- **PROMPT 1**: According to its subject line, which dependency does the patch below drop?

From 4632e3c51c0ec7cbea4ce4548c4d6013ef0e8dec Mon Sep 17 00:00:00 2001
From: Jason Madden <jamadden@gmail.com>
Date: Thu, 18 May 2017 17:24:28 -0500
Subject: [PATCH] Begin porting static.py; drop dependency on mechanize and
 only use zope.testbrowser and webtest

---
 src/zope/app/apidoc/codemodule/directives.rst |  10 +-
 src/zope/app/apidoc/static.py                 | 219 +++++++++---------
 src/zope/app/apidoc/tests.py                  |  20 ++
 3 files changed, 139 insertions(+), 110 deletions(-)

diff --git a/src/zope/app/apidoc/codemodule/directives.rst b/src/zope/app/apidoc/codemodule/directives.rst
index 00d424d8..d48ba131 100644
--- a/src/zope/app/apidoc/codemodule/directives.rst
+++ b/src/zope/app/apidoc/codemodule/directives.rst
@@ -1,12 +1,12 @@
 ========================================
-Code Module specific `apidoc` Directives 
+Code Module specific `apidoc` Directives
 ========================================
 
 The `apidoc:rootModule` Directive
 ---------------------------------
 
 The `rootModule` directive allows you to register a third party Python package
-with apidoc's code browser. 
+with apidoc's code browser.
 
 Before we can register a new root module, we need to load the
 metaconfiguration:
@@ -48,9 +48,12 @@ registry tries to import the path. The hook was provided for security reasons,
 since uncontrolled importing of modules in a running application is considered
 a security hole.
 
-By default the flag is set to false:
+By default the flag is set to false (of course, this depends on the
+order in which tests are run and what ZCML has been configured or if
+this was manually changed, so we can't really rely on the default here):
 
   >>> from zope.app.apidoc import classregistry
+  >>> classregistry.__import_unknown_modules__ = False
   >>> classregistry.__import_unknown_modules__
   False
 
@@ -75,4 +78,3 @@ We can also set it back to false of course:
 
   >>> classregistry.__import_unknown_modules__
   False
-
diff --git a/src/zope/app/apidoc/static.py b/src/zope/app/apidoc/static.py
index 3f7fe044..ff2b2b73 100644
--- a/src/zope/app/apidoc/static.py
+++ b/src/zope/app/apidoc/static.py
@@ -13,7 +13,7 @@
 ##############################################################################
 """Retrieve Static APIDOC
 
-$Id$
+
 """
 __docformat__ = "reStructuredText"
 
@@ -23,15 +23,20 @@
 import sys
 import time
 import optparse
-import urllib2
-import urlparse
+from six.moves.urllib import error as urllib2
+from six.moves.urllib import parse as urlparse
+
 import warnings
-import HTMLParser
+try:
+    from HTMLParser import HTMLParseError
+except ImportError:
+    class HTMLParseError(Exception):
+        pass
 
-import zope.testbrowser.testing
-import mechanize
+import zope.testbrowser.browser
+import zope.testbrowser.wsgi
 
-from zope.app.testing import functional
+#from zope.app.testing import functional
 
 from zope.app.apidoc import classregistry
 
@@ -91,13 +96,13 @@ def completeURL(url):
 class Link(object):
     """A link in the page."""

- **EXERCISE MATERIALS**:
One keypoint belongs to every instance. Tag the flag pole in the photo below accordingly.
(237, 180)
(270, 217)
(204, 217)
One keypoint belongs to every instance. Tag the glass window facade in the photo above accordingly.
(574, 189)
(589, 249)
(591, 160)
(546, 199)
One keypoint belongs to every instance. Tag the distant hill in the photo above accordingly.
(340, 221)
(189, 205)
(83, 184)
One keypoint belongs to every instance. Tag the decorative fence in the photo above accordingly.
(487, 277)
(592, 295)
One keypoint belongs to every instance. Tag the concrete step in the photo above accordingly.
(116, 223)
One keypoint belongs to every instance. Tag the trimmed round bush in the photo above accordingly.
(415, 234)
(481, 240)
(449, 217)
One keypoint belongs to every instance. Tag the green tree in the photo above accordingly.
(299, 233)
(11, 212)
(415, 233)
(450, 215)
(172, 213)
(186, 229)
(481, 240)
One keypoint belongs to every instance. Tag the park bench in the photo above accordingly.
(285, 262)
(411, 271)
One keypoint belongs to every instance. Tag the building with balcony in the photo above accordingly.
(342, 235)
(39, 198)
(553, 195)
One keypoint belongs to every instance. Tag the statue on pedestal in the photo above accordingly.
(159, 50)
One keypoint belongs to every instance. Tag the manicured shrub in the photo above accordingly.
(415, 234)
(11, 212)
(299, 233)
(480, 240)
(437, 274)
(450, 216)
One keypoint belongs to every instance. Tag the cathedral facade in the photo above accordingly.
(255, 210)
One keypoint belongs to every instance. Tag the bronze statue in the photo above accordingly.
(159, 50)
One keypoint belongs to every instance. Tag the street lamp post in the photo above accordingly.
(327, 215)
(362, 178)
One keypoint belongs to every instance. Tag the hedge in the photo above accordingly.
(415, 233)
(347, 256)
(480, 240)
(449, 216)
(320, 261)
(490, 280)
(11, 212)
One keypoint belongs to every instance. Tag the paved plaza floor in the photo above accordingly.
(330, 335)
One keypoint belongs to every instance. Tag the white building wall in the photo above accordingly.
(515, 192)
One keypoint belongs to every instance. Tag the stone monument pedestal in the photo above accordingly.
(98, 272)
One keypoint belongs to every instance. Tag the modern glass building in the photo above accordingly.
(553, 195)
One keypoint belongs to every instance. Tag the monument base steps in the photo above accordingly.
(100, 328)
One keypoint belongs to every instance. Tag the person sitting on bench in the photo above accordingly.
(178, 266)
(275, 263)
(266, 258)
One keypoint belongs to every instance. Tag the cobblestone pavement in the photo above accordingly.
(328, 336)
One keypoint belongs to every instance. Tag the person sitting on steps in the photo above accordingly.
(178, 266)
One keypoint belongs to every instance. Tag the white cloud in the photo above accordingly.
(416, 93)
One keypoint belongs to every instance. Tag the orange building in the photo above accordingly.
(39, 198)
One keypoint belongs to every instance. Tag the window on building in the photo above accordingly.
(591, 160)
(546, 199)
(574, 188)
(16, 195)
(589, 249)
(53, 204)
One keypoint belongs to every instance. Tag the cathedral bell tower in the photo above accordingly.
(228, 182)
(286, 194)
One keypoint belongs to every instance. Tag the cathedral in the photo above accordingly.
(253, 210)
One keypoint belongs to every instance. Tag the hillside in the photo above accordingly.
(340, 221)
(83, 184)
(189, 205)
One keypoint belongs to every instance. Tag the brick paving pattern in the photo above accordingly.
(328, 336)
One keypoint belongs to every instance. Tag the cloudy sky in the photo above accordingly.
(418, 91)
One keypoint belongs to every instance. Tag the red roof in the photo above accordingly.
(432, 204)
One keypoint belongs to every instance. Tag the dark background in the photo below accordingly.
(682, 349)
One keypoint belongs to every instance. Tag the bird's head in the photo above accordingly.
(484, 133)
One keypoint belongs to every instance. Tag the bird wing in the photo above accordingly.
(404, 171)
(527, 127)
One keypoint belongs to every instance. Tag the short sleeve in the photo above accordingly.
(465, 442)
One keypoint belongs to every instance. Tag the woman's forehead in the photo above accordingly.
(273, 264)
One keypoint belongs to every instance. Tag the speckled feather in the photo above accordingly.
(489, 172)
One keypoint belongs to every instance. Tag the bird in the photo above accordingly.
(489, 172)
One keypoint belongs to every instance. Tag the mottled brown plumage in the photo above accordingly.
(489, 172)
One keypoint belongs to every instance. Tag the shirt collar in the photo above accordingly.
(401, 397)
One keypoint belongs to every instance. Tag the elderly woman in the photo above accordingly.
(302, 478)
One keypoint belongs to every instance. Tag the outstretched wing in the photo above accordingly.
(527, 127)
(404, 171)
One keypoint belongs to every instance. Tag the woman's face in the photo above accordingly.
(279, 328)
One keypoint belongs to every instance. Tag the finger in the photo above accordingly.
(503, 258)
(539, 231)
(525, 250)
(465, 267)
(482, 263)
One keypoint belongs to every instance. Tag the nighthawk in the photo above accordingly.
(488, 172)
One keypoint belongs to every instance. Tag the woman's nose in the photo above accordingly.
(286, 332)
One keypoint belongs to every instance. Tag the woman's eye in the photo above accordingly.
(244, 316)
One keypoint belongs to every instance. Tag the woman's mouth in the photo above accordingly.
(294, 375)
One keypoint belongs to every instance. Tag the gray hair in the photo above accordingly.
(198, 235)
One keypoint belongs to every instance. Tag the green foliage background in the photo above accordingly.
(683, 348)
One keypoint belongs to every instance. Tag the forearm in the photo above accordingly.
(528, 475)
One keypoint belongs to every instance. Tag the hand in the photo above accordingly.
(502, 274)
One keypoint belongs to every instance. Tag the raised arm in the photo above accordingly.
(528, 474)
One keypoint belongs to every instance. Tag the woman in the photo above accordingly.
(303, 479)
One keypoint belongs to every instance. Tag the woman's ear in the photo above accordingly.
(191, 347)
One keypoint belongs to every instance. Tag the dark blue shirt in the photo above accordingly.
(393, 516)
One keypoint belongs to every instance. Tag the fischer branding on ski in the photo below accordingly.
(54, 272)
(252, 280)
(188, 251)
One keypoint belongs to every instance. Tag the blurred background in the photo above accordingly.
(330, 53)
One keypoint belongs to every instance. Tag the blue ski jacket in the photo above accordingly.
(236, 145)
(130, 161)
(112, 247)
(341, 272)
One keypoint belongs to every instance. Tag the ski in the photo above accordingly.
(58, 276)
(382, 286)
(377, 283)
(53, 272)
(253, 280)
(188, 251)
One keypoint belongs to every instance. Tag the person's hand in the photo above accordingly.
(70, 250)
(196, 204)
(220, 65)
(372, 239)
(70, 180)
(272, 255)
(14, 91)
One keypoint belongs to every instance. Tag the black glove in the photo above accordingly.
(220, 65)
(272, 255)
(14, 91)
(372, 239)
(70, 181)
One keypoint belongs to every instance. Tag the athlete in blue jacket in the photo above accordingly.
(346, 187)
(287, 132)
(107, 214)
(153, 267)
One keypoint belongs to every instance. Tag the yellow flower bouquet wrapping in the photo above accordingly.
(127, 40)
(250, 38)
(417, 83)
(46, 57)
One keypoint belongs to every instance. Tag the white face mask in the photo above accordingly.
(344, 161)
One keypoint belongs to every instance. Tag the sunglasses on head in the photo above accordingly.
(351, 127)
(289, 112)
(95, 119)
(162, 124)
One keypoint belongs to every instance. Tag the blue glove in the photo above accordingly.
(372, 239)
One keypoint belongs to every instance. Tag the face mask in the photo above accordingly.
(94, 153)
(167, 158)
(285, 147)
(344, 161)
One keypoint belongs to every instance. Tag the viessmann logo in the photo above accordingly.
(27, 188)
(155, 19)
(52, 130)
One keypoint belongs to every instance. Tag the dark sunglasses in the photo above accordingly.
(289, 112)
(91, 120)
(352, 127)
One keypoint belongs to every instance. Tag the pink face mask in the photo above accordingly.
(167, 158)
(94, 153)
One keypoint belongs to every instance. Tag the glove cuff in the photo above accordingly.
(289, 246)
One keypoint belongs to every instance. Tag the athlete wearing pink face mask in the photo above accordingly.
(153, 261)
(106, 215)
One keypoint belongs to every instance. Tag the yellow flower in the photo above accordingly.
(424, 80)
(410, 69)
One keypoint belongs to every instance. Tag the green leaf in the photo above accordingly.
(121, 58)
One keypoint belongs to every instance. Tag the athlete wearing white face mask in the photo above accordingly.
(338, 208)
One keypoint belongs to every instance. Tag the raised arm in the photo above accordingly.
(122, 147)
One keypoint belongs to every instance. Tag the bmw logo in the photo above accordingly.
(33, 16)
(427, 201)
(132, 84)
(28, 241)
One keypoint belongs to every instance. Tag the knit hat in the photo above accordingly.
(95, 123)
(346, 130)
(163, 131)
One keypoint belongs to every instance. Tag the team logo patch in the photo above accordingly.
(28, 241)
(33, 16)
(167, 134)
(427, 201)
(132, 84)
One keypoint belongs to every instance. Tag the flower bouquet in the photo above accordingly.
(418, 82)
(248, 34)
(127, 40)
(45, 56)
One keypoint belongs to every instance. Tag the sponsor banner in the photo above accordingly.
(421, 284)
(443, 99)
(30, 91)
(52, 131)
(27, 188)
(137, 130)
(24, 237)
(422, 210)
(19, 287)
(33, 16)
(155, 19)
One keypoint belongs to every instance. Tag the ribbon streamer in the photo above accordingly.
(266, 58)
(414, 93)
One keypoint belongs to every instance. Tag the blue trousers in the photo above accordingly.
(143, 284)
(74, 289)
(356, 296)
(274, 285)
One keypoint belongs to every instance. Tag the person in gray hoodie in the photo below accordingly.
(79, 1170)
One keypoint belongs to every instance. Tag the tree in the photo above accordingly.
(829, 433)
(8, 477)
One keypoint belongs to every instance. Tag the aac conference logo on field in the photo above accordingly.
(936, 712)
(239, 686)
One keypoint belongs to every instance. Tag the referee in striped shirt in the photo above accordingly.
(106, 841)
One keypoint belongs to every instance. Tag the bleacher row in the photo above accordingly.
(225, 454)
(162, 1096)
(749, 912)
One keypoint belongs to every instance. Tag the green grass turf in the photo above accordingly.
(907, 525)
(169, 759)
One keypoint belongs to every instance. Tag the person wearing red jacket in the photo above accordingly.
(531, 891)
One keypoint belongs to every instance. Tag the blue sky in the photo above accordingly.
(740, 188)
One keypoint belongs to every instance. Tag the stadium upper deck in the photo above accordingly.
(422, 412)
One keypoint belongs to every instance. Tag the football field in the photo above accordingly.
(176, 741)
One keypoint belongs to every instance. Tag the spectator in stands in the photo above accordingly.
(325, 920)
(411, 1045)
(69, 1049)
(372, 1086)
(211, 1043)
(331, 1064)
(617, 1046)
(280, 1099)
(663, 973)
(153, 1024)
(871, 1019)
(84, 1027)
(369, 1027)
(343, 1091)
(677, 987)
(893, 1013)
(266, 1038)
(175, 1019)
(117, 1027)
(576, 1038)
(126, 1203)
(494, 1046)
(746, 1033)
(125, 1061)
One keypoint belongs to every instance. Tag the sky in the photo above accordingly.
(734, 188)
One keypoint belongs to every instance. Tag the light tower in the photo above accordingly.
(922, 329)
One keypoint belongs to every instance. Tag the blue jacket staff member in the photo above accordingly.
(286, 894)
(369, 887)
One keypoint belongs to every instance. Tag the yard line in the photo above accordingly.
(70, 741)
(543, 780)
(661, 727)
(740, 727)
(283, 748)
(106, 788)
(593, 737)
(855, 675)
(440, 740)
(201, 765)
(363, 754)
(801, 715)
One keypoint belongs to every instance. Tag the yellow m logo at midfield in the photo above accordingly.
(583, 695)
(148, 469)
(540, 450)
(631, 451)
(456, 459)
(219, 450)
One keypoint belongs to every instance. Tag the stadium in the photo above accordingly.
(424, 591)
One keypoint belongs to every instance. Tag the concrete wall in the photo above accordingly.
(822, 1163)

- **PROMPT 2**: Show every line of the entries above that contains the word "sitting". Case counts.

- **COMPLETE ANSWER 1**: It drops the dependency on mechanize.

- **COMPLETE ANSWER 2**:
One keypoint belongs to every instance. Tag the person sitting on bench in the photo above accordingly.
One keypoint belongs to every instance. Tag the person sitting on steps in the photo above accordingly.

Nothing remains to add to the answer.